*About this exercise:* The expected answer is the full listing, repeated exactly and free of images.

*Data records:*
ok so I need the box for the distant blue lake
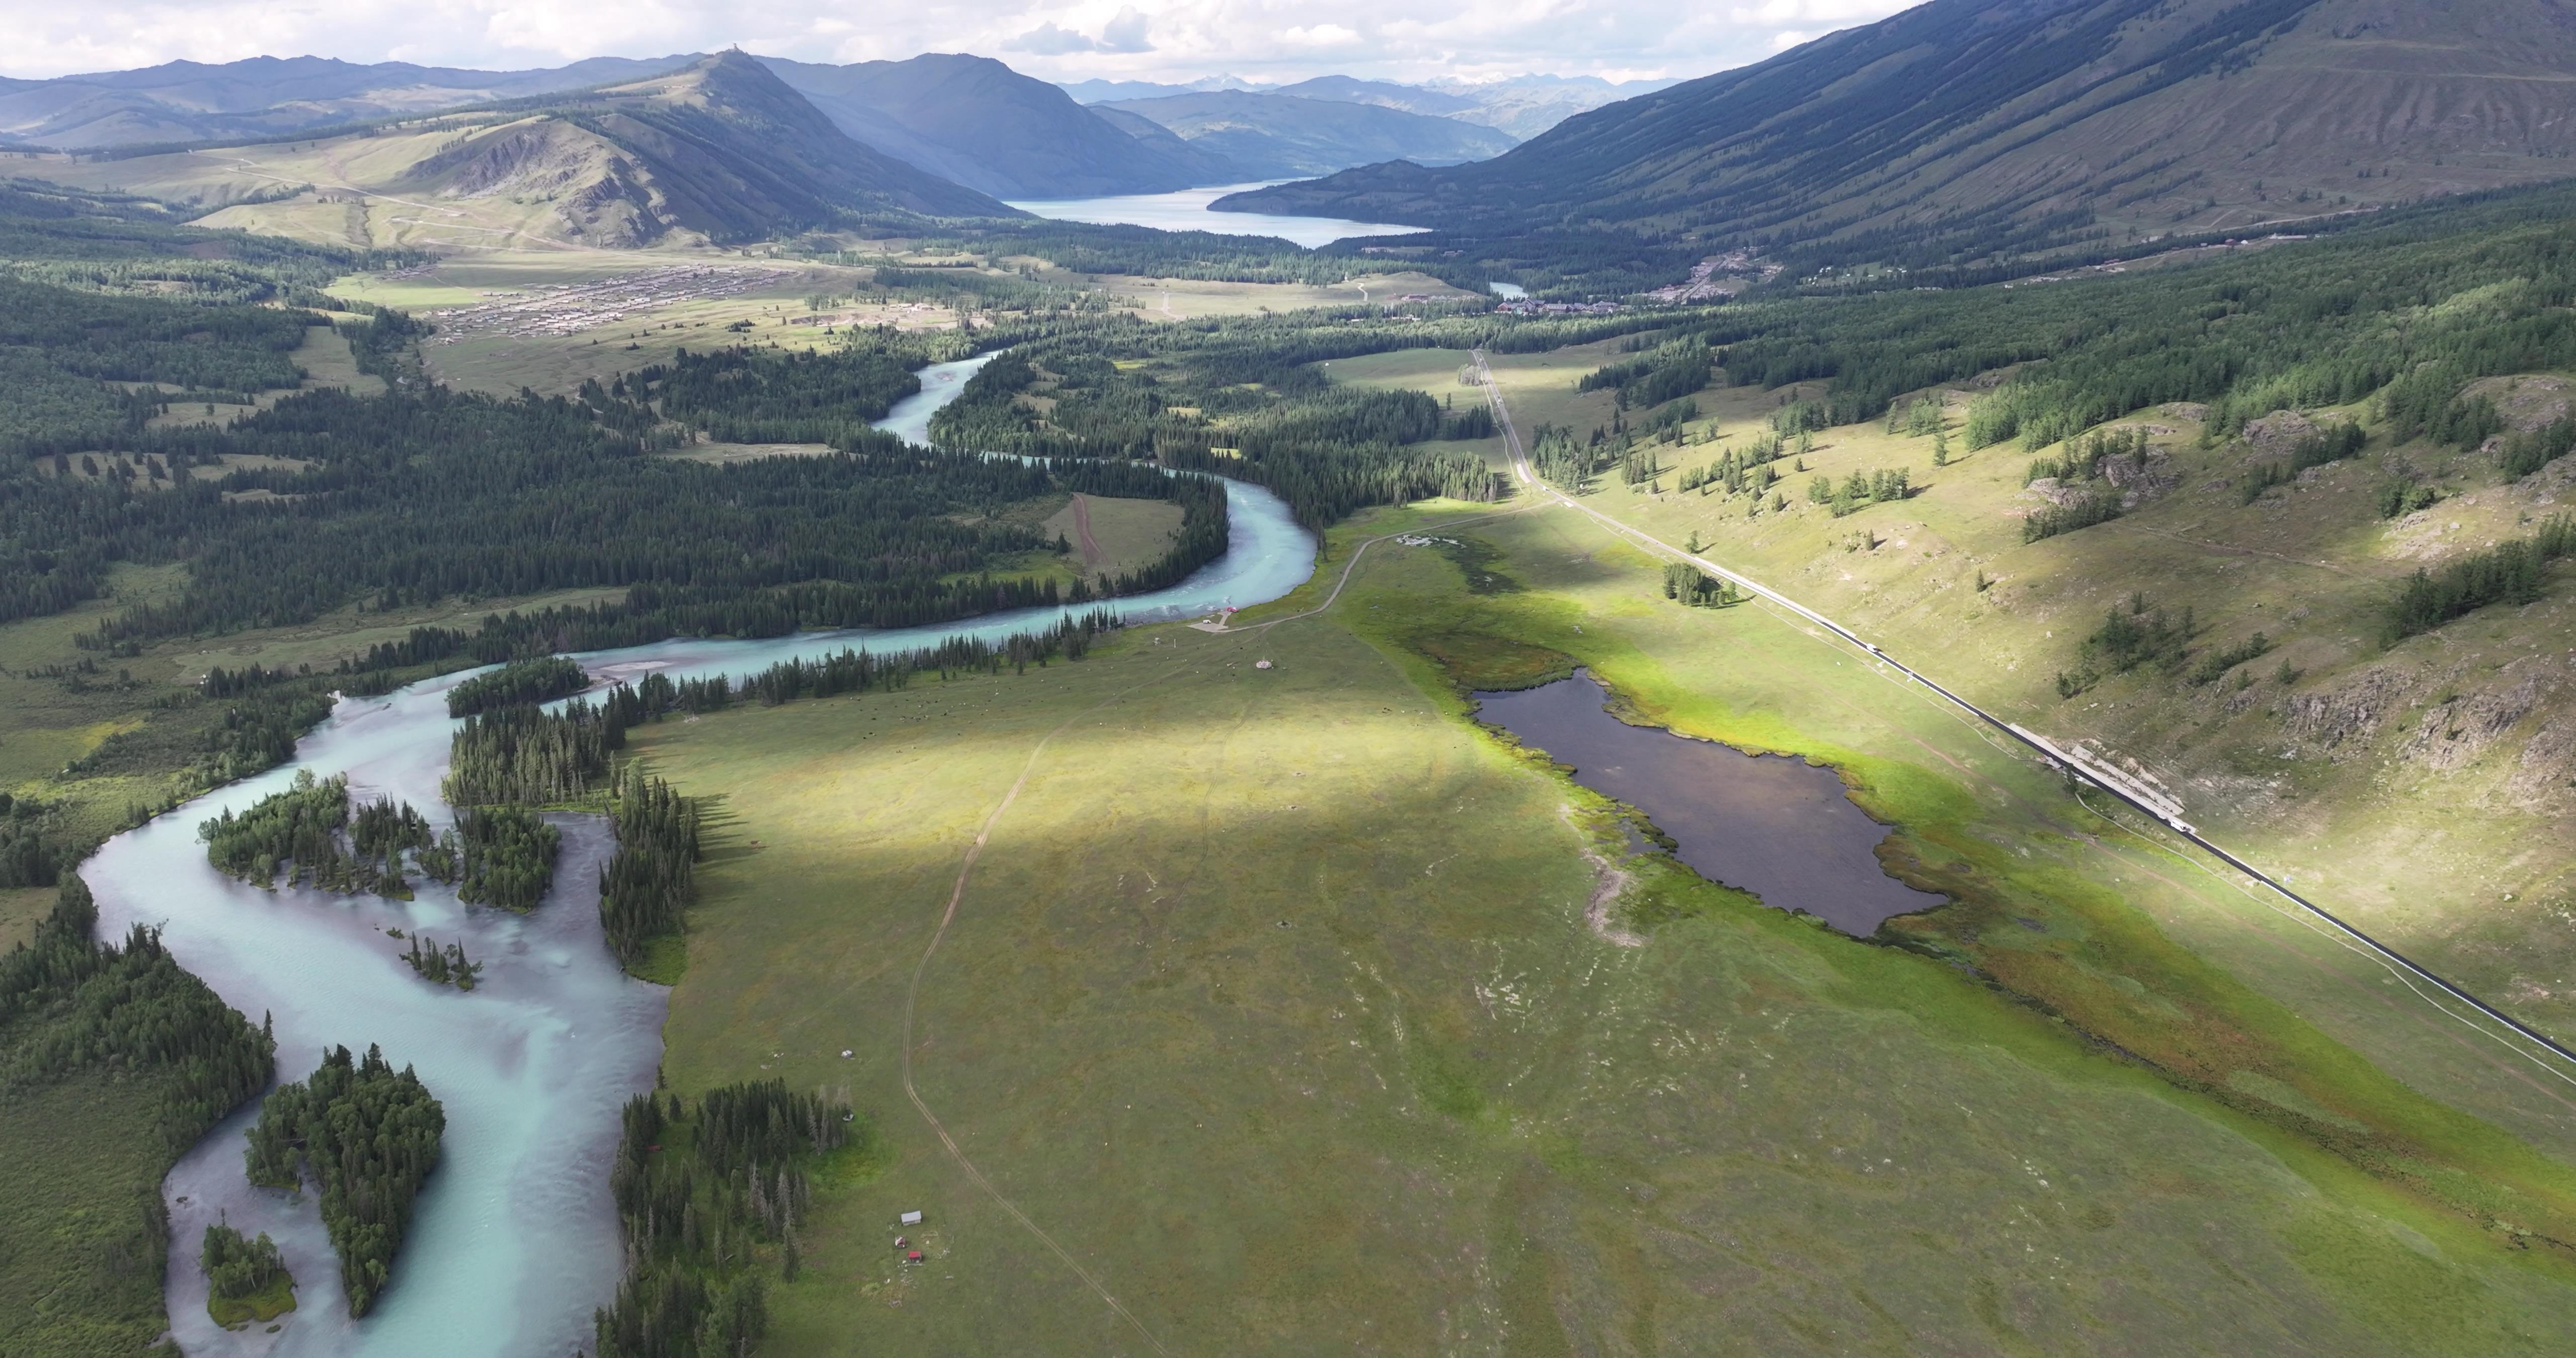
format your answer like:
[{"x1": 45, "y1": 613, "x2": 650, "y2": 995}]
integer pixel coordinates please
[{"x1": 1006, "y1": 182, "x2": 1430, "y2": 249}]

*Task answer:*
ok so I need the box for the distant blue lake
format your answer like:
[{"x1": 45, "y1": 613, "x2": 650, "y2": 995}]
integer pixel coordinates please
[{"x1": 1006, "y1": 182, "x2": 1430, "y2": 249}]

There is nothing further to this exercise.